=== GOAL OF THE EXERCISE ===
Reproduce the following data line for line, without any alteration, and omit the pictures from your copy.

=== DATA TO PROCESS ===

▬▬▬▬▬▬▬▬▬▬

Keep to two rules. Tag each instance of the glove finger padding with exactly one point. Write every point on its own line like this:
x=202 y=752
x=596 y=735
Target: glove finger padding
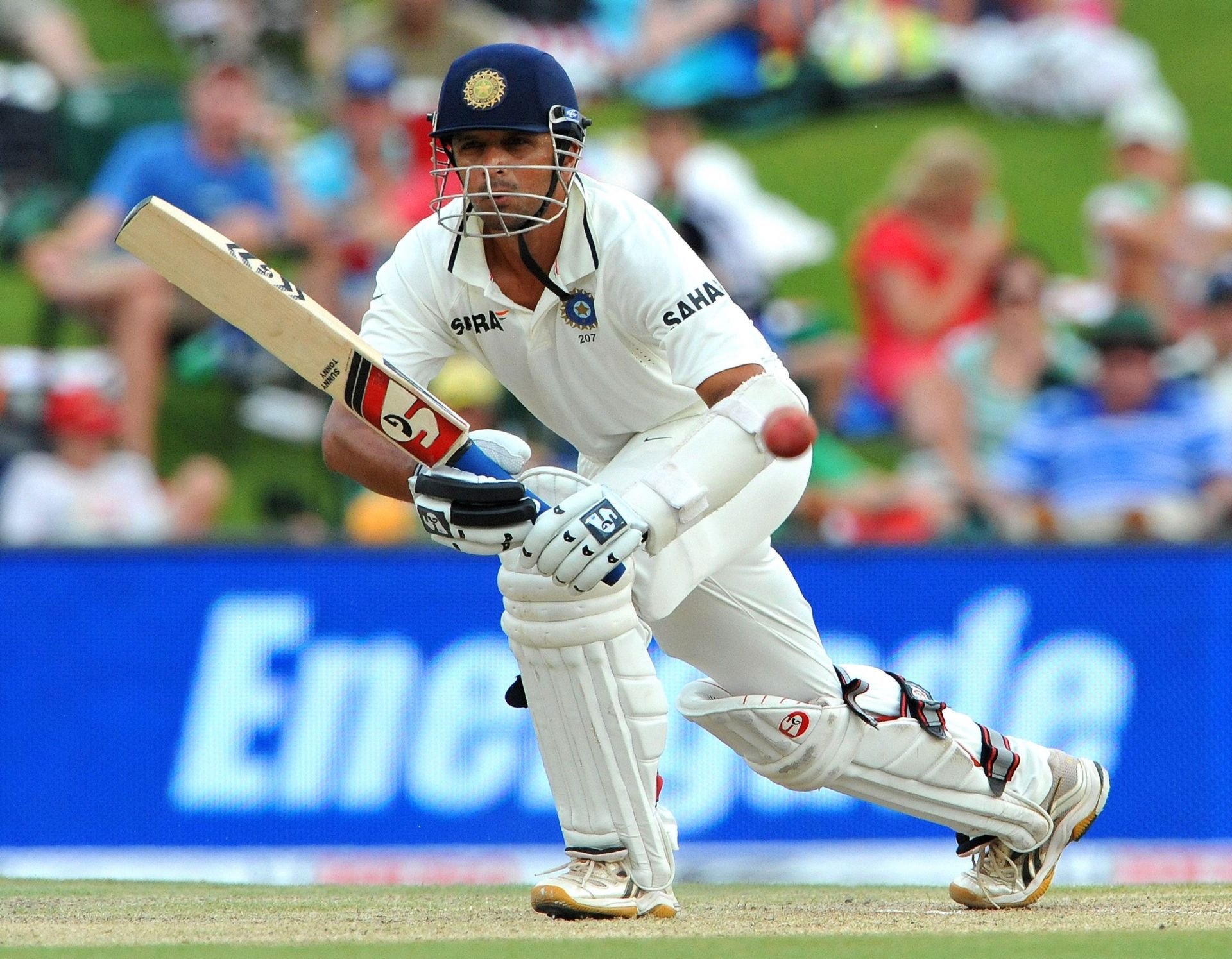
x=579 y=541
x=472 y=514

▬▬▬▬▬▬▬▬▬▬

=== TASK ANSWER ===
Keep to two rules. Tag each instance of the glove finger padding with exactly one point. Write every point on its own line like this:
x=202 y=752
x=596 y=735
Target: glove finger padding
x=579 y=541
x=472 y=514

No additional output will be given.